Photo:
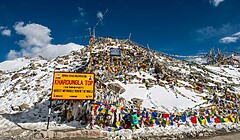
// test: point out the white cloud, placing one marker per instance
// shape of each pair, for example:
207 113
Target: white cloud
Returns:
230 39
100 15
37 42
209 32
5 31
13 55
215 2
36 34
237 34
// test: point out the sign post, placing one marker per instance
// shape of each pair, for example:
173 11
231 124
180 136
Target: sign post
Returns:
71 86
49 113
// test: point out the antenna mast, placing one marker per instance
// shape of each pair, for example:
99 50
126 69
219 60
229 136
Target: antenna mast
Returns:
94 28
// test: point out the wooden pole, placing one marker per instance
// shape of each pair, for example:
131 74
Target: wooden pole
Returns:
49 113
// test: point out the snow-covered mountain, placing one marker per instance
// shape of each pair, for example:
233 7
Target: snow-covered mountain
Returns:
140 79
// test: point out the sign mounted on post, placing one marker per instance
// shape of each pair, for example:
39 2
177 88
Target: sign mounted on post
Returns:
72 86
115 52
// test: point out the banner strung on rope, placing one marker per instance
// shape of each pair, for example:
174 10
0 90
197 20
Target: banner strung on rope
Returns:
115 52
72 86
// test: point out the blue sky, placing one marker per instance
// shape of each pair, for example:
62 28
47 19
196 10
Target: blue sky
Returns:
185 27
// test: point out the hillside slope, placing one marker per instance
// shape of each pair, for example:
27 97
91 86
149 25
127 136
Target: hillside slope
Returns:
140 80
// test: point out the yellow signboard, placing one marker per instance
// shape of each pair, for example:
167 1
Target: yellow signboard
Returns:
72 86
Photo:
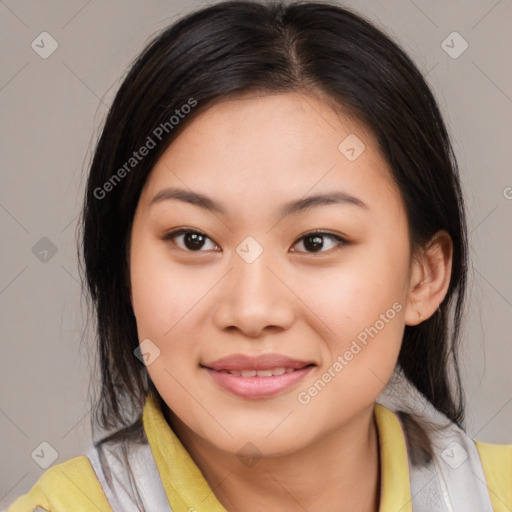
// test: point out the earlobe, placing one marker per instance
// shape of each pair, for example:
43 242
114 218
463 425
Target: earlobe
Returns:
430 279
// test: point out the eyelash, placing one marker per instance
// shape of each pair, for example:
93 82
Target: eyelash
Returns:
340 241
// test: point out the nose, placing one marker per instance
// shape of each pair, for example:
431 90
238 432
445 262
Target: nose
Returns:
255 298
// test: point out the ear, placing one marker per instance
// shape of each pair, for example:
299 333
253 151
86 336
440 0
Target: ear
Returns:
430 278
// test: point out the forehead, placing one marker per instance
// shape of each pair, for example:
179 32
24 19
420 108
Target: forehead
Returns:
263 147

★ ★ ★ ★ ★

§ **TASK ITEM**:
Output the records exactly. Drop the images.

§ **OUTPUT OF THE EXERCISE**:
Photo:
// test: point out the white cloud, placing one marker per instance
// shape of each pair, for example:
207 113
Target: white cloud
Returns:
230 39
100 15
37 42
209 32
5 31
13 55
215 2
36 34
237 34
// test: point out the sign post, placing one marker per instance
// shape of each pair, for example:
173 11
231 124
180 136
Target: sign post
Returns:
71 86
49 113
// test: point out the antenna mast, placing one marker per instance
// shape of each pair, for example:
99 50
126 69
219 60
229 136
Target: antenna mast
Returns:
94 28
// test: point out the wooden pole, placing one marker per instance
// shape of each pair, for example:
131 74
Target: wooden pole
Returns:
49 113
// test: point out the snow-covered mountain, placing one marker per instance
// shape of each pair, for example:
233 7
Target: snow-covered mountain
Returns:
140 79
// test: point out the sign mounted on post, placing one marker per instance
// shape of each pair, for example:
39 2
177 88
Target: sign mounted on post
Returns:
72 86
115 52
// test: point out the banner strung on rope, placing one marker per instance
// shape of each pair, for example:
174 10
0 90
197 20
Target: banner strung on rope
Returns:
115 52
72 86
// test: point out the blue sky, placing one marker per instance
// shape of each pair, for example:
62 28
47 19
196 10
Target: blue sky
Returns:
185 27
// test: point out the hillside slope, placing one marker per instance
// shape of each pair, for example:
27 97
91 86
149 25
127 136
Target: hillside slope
Returns:
140 80
// test: point out the yellow signboard, placing one marker per instance
// shape of each pair, for example:
167 1
Target: yellow signboard
Returns:
72 86
Photo:
// test: point out the earlobe, placing one marker per instance
// shape of each pair, for example:
43 242
114 218
463 425
Target: earlobe
Returns:
430 279
// test: point out the eyelash, placing one marker per instance
// shape of each pair, for example:
93 82
Target: eyelash
Returns:
340 241
// test: point out the nose, placing one marker per instance
// shape of each pair, for example:
431 90
238 432
445 262
Target: nose
Returns:
255 298
// test: point out the ear, placing one marker per instance
// shape of each pair, for example:
299 333
253 151
86 336
440 0
Target: ear
Returns:
430 278
// test: point out the forehead, placing one marker per instance
// shape of each pair, for example:
179 32
24 19
420 108
Target: forehead
Returns:
263 147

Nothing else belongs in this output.